• [TO DO]:
Copy the data below word for word, keeping every line, coordinate, and punctuation mark unchanged.

(Coordinate annotation entries)
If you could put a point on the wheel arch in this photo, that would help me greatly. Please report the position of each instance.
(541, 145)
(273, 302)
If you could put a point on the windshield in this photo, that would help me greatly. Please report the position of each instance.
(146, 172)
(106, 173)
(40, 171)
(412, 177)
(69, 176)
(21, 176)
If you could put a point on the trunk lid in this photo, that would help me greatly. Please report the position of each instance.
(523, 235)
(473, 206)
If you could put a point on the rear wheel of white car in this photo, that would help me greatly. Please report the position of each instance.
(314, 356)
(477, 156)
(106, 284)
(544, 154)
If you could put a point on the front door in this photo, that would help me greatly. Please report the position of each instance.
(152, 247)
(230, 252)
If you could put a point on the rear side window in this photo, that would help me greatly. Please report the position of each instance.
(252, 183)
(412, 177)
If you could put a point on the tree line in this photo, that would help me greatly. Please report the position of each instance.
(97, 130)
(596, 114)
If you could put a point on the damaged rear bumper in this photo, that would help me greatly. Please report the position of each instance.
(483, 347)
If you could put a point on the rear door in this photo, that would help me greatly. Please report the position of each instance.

• [FINAL RESULT]:
If you could put a point on the wheel arch in this photo, that would help me greatly. Please report the position of each instance.
(541, 145)
(273, 302)
If you could put a point on the windshield in this photo, that would help me greatly. Please report the position of each instance.
(146, 172)
(106, 173)
(40, 171)
(412, 177)
(69, 176)
(21, 176)
If you could put a point on the trunk lid in this photo, that would help me greatly. Please report the position of each instance.
(523, 235)
(473, 206)
If you could put a point on the rear wheel of white car in this photo, that would help me greatly. Please report the position of each instance.
(314, 356)
(477, 156)
(106, 284)
(544, 154)
If you could put a point on the front door in this photo, that would help me greatly. Please report the position of each instance.
(152, 247)
(230, 252)
If you could put a point on the rear side window in this photo, that would help me greatly. Please report the position of each instance.
(252, 183)
(412, 177)
If you could put a point on the tree line in this photo, that would help me greatly. Please report the position of each instance.
(97, 130)
(596, 114)
If you could put a point on the damaged rear bumper in this photo, that would help me greatly. Please report the position of each instance.
(483, 347)
If you could put a point on the rear door in this photo, that would help me greatly. Please report the position of each instance.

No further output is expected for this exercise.